* 課題文 *
>>>>>
高島敏夫の研究室

白川文字学第二世代です。2017年8月にはてなダイアリーから引っ越してきました。少しずつ書き継いでいきます。

007雅語の普遍性と中国語【甲骨文の誕生007】

  文字とは何か?──最古の文字とは?(7)

     雅語の普遍性と中国語

       金文に刻られた祭祀言語
 前回は、甲骨文で書かれた卜辞が占卜という儀式の時に発せられた言葉を記録したものである、ということを述べました。遠く新石器時代から行なわれてきた儀式としての占卜ですから、その場で発せられる言葉にも一種のスタイルがあった。つまり文体があったということを述べました。その決まった文体を記録したものが卜辞であったということです。このような儀式における文体は、次の西周王朝にも見ることができます。それが金文です。
 金文というのは青銅器に刻られた文字という意味です。また金文を銘文ということもあります。文字が刻られた媒体に注目した言葉が金文、刻られたこと自体に注目した言葉が銘文です。金といいますといわゆるゴールドの意味の金を連想してしまいますが、ゴールドの方は当時まだ広く知られていなかったようなので、特にゴールドだけを示す言葉もなかったものと思われます。卜辞には「金」という文字自体が出てきません。ただこのゴールドが全く知られていなかったかいいますと、殷王の墓から金箔が少しだけ出土していますので、知られていなかったわけではありません。しかし非常に珍しい金属だったようです。いわば殷周時代におけるレアメタルということになります。
 それで我々が銅と呼んでいる金属を当時は「金」と呼んでいたのです。これが西周時代から春秋時代くらいまで続きます。青銅器の銘文には「金」という語が出てきますが、「王賜金百寽」(王 金百寽を賜ふ)というように、表彰する際に与えられる物つまり賜与物として登場します。そして与えられた臣下はそれで青銅器を作り記念とするわけです。その青銅器を作る時に用いられるものが「金」だったわけです。我々が呼ぶところの「銅」の意味に使っていたと言っていいのでしょうが、いわゆる青銅器時代ですからまだ色々な金属が用いられる時代ではありませんでした。ですから漠然と金属そのものを意味していたかも知れません。時には「赤金」と呼ばれることもありました。「金」と呼ばれた銅で作った青銅器に記念のための記事を刻っておく。そして氏族の祭祀の時に青銅器を持ち出してきて祖先を讃えるということをやっていたわけです。ですから青銅器も祭祀儀礼の時に用いるものです。そしてそこに刻られている文章にも一定の文体があります。西周の銘文を少しだけ見ておきましょう。
<<<<<
* データ抜粋 *
>>>>>
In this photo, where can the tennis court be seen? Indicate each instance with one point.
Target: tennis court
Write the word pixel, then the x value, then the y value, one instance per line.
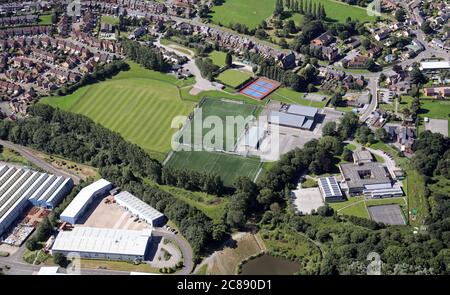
<<<<<
* 課題の指示 *
課題文のうち「007雅語の普遍性と中国語【甲骨文の誕生007】」で始まり「メタルということになります。」まで続く部分を、「ゴールド」を「黄金」に置き換えて書き直してください。

* 正しい結果 *
007雅語の普遍性と中国語【甲骨文の誕生007】

  文字とは何か?──最古の文字とは?(7)

     雅語の普遍性と中国語

       金文に刻られた祭祀言語
 前回は、甲骨文で書かれた卜辞が占卜という儀式の時に発せられた言葉を記録したものである、ということを述べました。遠く新石器時代から行なわれてきた儀式としての占卜ですから、その場で発せられる言葉にも一種のスタイルがあった。つまり文体があったということを述べました。その決まった文体を記録したものが卜辞であったということです。このような儀式における文体は、次の西周王朝にも見ることができます。それが金文です。
 金文というのは青銅器に刻られた文字という意味です。また金文を銘文ということもあります。文字が刻られた媒体に注目した言葉が金文、刻られたこと自体に注目した言葉が銘文です。金といいますといわゆる黄金の意味の金を連想してしまいますが、黄金の方は当時まだ広く知られていなかったようなので、特に黄金だけを示す言葉もなかったものと思われます。卜辞には「金」という文字自体が出てきません。ただこの黄金が全く知られていなかったかいいますと、殷王の墓から金箔が少しだけ出土していますので、知られていなかったわけではありません。しかし非常に珍しい金属だったようです。いわば殷周時代におけるレアメタルということになります。